EXERCISE:
Can you format the entries below, from the line containing "of the shrub" down to the line containing "Query: white cumulus cloud", both lines included, as a JSON list of strings with one string per line and blank lines omitted?

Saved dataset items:

-- BEGIN --

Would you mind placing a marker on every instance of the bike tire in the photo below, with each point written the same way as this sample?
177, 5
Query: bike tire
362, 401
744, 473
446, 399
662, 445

-- END --
-- BEGIN --

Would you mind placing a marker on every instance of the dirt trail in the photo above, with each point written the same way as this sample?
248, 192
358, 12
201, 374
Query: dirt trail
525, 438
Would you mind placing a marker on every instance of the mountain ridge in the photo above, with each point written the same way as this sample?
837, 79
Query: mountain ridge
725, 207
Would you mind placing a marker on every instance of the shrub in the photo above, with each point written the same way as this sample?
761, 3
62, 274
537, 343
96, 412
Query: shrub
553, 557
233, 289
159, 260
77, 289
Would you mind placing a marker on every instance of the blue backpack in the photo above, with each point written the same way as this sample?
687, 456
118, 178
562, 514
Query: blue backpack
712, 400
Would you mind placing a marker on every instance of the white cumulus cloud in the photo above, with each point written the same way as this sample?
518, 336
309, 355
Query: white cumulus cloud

-- END --
-- BEGIN --

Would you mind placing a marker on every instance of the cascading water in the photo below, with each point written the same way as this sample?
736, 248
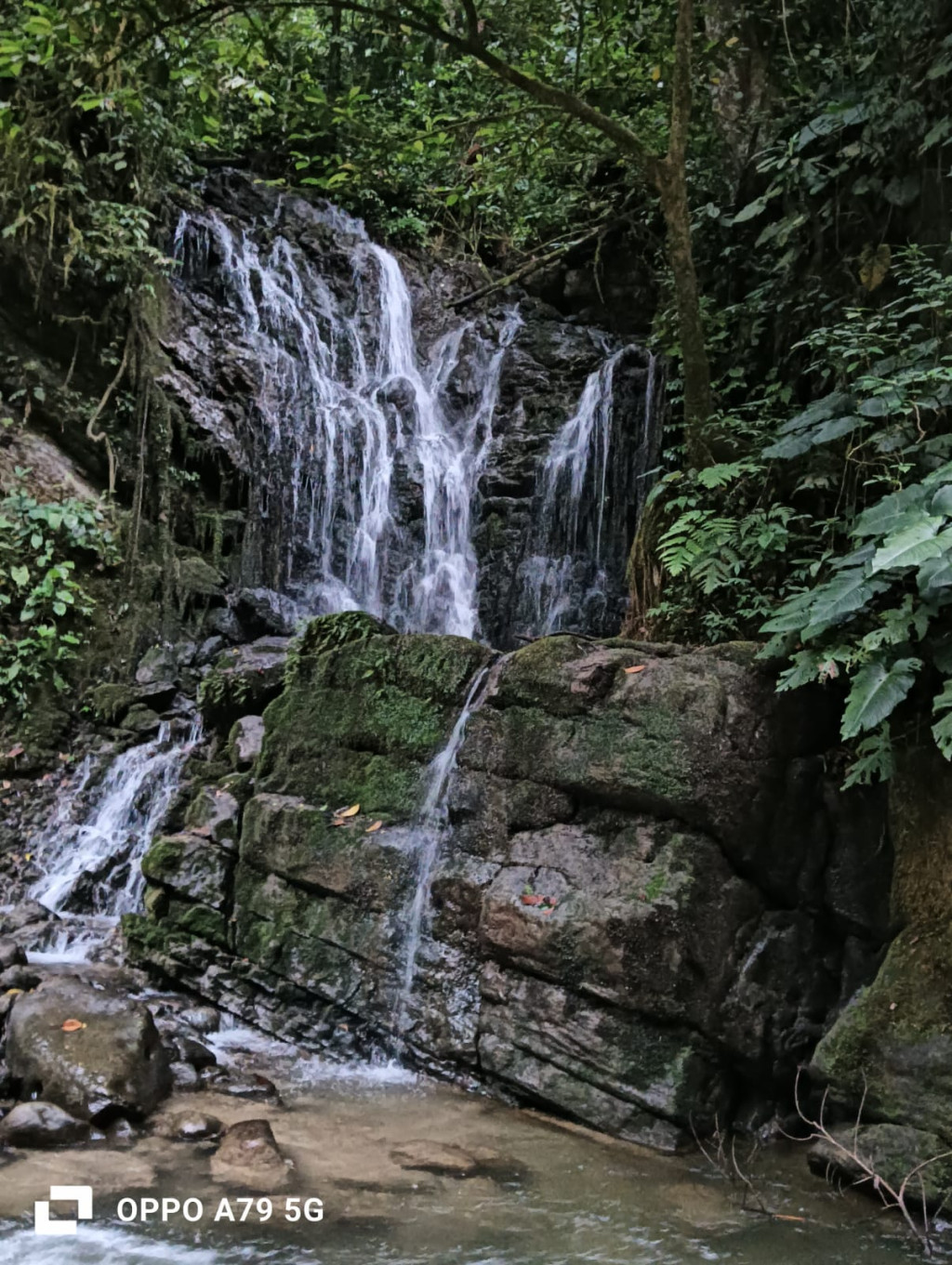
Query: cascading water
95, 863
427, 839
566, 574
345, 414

-- END --

TASK SOLUTION:
[
  "Would you mind placing a marker on every instance of the shrub in the photo above, with each point written the same way as this sample?",
  "761, 3",
  "62, 274",
  "537, 343",
  "96, 412",
  "Query: shrub",
  "553, 557",
  "233, 289",
  "159, 260",
  "77, 289",
  "Would you mind placing a marker on every instance of the blue backpack in the photo above, with each point written the same way as this sample?",
  "687, 456",
  "118, 178",
  "562, 514",
  "Query: blue backpack",
  "712, 400",
  "Would you mind placing a marker on every instance of the white cumulus cloud in the photo above, with each point written the same way as this sample?",
  "518, 336",
  "309, 355",
  "Query: white cumulus cloud"
]